- [LISTED ENTRIES]
┌──

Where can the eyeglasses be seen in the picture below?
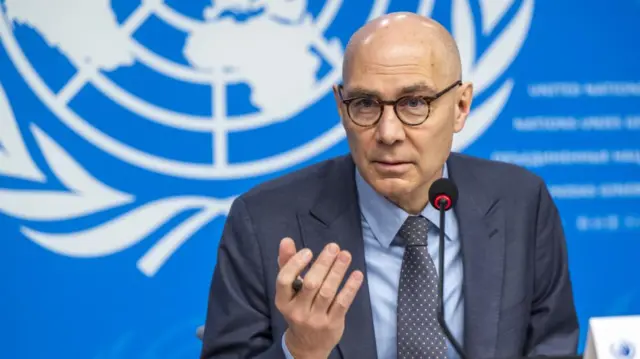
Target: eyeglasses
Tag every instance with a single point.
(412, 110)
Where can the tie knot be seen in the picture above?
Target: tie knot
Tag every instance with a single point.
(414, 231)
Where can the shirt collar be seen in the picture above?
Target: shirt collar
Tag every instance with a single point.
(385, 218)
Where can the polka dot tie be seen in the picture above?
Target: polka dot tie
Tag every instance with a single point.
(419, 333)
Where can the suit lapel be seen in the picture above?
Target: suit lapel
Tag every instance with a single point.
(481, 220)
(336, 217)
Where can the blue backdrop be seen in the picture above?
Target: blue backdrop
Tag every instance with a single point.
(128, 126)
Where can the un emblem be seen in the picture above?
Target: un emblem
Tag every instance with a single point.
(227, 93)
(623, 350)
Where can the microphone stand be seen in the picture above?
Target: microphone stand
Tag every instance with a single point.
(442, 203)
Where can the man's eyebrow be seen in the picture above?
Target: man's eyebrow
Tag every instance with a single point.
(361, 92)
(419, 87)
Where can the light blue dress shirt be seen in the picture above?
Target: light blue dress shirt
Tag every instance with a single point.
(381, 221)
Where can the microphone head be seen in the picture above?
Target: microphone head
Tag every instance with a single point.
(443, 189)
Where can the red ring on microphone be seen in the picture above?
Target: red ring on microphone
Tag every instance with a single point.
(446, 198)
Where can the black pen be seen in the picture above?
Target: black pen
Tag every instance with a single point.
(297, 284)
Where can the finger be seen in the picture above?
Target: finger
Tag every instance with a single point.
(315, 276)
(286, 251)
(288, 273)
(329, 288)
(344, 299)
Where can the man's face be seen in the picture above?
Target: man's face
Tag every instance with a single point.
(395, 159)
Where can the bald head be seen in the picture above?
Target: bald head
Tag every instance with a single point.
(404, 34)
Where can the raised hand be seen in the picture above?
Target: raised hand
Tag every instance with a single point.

└──

Rewrite the lines above, starting at the one containing "Where can the man's eyebrow" and ending at the last line, and shift every point coordinate by adding 120 to both of its numbers.

Where can the man's eyebrow be seen in the picture above?
Target: man's eyebrow
Tag every instance with a single point.
(481, 212)
(539, 207)
Where can the light blue dress shirt be seen in the picture above?
Target: light blue dress shirt
Tag every instance with a single point.
(501, 341)
Where can the microphone head be seen in the picture above?
Target: microphone head
Tag every instance with a single point.
(563, 309)
Where can the red ring on microphone be seen in the picture above?
Target: red ring on microphone
Tag every instance with a single point.
(566, 318)
Where can the black pen be seen in the picture above?
Target: black pen
Tag every instance with a single point.
(417, 404)
Where can the finger be seen in the picture above?
Target: finger
Tag every instance with a single point.
(435, 396)
(406, 371)
(408, 393)
(449, 408)
(464, 419)
Where can the man's face be seen in the picture above?
Target: man's face
Tag every instance with a single point.
(515, 279)
Where can the bald head be seen in the picture above?
Target: bald head
Tag every instance with a single point.
(524, 154)
Where can the raised hand be seen in the picture above?
Target: raised hand
Tag every instance with a single point.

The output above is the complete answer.